> **WHAT IS BEING ASKED**: Show all lines from the material that carry the word "eyelash".

> **RECORDS PROVIDED**:
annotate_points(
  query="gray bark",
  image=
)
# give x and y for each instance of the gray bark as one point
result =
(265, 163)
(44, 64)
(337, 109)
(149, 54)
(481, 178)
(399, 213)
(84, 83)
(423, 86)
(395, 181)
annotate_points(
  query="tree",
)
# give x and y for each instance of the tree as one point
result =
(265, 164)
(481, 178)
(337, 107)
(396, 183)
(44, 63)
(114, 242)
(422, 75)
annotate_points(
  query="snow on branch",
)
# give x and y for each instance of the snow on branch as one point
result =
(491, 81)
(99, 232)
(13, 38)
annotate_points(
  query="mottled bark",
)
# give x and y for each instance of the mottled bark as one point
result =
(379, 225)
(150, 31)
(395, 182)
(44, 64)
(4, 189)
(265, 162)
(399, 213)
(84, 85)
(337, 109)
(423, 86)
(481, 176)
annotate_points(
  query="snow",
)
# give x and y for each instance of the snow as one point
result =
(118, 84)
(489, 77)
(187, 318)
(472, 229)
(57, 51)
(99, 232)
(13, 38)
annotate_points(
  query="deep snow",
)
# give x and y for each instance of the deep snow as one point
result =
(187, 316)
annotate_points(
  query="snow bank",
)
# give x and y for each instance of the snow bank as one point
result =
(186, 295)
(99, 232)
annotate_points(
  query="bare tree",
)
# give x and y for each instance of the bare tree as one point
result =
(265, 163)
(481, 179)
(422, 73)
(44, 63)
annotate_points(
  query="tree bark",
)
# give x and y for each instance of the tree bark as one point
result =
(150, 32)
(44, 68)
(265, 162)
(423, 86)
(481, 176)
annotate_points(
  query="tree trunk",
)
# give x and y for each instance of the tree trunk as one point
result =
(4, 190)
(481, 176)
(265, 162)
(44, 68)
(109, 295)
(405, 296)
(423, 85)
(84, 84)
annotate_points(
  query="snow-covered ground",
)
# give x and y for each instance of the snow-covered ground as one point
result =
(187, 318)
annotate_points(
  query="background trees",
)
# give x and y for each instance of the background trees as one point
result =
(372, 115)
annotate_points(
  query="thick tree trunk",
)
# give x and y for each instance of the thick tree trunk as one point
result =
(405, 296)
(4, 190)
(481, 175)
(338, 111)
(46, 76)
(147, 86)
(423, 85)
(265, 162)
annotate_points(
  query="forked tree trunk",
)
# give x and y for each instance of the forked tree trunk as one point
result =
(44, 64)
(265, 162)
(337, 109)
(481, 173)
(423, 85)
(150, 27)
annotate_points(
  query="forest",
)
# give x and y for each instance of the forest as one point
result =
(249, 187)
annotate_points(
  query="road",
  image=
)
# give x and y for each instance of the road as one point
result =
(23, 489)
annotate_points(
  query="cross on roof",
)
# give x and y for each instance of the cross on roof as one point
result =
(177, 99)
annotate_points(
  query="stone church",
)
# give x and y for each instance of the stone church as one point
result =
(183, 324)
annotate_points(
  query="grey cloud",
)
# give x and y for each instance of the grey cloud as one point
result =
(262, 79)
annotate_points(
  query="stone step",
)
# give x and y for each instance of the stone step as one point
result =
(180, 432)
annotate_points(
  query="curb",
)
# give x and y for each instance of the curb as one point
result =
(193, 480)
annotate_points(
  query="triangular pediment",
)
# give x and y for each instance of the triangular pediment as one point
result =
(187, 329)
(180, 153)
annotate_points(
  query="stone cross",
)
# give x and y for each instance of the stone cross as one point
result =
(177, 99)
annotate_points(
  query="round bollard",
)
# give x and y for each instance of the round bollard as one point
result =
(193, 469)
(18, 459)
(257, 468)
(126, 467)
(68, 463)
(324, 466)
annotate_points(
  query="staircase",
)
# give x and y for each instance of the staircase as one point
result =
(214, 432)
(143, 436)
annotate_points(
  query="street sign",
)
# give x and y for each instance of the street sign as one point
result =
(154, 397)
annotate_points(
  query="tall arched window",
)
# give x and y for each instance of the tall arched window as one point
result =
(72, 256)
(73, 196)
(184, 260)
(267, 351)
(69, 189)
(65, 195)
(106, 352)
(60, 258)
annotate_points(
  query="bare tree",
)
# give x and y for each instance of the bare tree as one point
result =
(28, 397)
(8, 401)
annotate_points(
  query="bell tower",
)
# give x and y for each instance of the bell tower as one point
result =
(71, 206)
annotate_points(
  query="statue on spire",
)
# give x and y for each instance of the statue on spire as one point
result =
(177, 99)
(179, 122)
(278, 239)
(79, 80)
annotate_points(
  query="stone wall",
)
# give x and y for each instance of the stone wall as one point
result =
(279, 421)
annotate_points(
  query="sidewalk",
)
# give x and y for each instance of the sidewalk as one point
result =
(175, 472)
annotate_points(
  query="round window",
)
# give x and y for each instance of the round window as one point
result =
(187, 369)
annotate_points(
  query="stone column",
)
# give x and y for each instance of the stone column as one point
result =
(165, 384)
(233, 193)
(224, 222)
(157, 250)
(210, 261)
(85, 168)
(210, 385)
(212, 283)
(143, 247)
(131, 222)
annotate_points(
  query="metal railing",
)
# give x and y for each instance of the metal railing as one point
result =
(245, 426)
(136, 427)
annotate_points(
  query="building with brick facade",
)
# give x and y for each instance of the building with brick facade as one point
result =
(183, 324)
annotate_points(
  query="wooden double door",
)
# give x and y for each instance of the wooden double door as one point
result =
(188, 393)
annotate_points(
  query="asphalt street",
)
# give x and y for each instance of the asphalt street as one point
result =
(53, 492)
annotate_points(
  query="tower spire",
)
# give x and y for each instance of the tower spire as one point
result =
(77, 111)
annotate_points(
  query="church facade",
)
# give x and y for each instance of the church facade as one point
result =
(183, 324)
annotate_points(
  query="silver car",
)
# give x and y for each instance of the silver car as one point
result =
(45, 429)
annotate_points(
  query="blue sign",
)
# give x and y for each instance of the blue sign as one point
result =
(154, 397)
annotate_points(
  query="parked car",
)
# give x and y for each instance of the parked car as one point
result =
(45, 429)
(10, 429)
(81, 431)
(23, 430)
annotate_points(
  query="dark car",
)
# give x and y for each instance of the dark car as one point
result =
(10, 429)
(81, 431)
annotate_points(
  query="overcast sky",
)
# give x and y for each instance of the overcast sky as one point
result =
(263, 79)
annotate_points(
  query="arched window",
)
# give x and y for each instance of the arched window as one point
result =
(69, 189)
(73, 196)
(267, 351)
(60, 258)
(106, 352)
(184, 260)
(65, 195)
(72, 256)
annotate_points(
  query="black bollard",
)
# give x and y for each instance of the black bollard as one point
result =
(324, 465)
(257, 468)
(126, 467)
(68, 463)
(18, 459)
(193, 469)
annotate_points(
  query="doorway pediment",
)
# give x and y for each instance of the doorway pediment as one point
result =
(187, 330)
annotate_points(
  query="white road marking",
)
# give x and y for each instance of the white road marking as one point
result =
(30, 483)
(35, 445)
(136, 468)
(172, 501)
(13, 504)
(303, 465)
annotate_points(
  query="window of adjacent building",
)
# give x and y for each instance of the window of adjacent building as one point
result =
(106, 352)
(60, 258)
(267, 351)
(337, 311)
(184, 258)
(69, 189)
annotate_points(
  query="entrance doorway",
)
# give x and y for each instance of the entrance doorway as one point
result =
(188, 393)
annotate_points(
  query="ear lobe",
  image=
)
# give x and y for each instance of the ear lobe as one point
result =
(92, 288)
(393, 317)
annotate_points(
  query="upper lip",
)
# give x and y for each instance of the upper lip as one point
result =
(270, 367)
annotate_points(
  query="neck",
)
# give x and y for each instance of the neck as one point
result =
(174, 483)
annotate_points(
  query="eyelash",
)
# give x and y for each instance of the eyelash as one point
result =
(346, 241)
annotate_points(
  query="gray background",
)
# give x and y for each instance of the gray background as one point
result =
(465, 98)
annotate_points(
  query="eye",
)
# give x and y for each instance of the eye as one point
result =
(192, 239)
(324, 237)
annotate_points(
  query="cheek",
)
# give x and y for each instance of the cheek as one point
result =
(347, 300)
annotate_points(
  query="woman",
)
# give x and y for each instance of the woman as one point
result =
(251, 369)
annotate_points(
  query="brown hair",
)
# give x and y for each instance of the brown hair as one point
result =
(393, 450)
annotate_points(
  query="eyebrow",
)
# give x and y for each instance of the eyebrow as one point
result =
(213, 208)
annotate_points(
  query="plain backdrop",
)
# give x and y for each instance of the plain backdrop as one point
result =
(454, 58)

> **SOLUTION TO THIS TASK**:
  query="eyelash",
# give x and y for each instance of the eyelash as one point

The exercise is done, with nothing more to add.